WORK REQUIRED: Can you repeat every line of the data below, unchanged and in the same order?

RECORDS FOR THIS TASK:
———
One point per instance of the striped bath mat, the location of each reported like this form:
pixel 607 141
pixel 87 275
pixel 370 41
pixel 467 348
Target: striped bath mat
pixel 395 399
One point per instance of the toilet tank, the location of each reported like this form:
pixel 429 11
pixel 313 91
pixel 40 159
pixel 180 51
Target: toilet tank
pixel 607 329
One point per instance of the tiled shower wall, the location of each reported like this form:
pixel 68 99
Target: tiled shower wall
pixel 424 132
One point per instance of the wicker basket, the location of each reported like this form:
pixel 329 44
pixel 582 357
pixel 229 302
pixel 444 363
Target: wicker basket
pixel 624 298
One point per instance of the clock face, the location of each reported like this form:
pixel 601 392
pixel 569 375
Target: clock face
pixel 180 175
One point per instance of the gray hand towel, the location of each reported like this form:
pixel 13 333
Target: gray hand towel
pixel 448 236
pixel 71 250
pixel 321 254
———
TASK RESULT:
One point per instance of the striped bath mat, the location of each reported like this form:
pixel 607 141
pixel 87 275
pixel 370 41
pixel 467 348
Target: striped bath mat
pixel 395 399
One point per instance of the toilet tank, the location of each reported like this form:
pixel 429 11
pixel 313 91
pixel 40 159
pixel 180 51
Target: toilet tank
pixel 607 329
One point per instance of the tiled shower wall, the location of each reported like this form:
pixel 68 99
Target: tiled shower wall
pixel 424 132
One point per instance of the wicker basket, the location of each reported like this form:
pixel 329 44
pixel 582 357
pixel 229 302
pixel 444 363
Target: wicker basket
pixel 624 298
One point per instance of the clock face, the location of each reported like this form:
pixel 601 392
pixel 569 375
Target: clock face
pixel 180 175
One point per instance of the gray hand towel, the location of each reported like this form:
pixel 13 333
Target: gray hand towel
pixel 448 236
pixel 71 250
pixel 321 254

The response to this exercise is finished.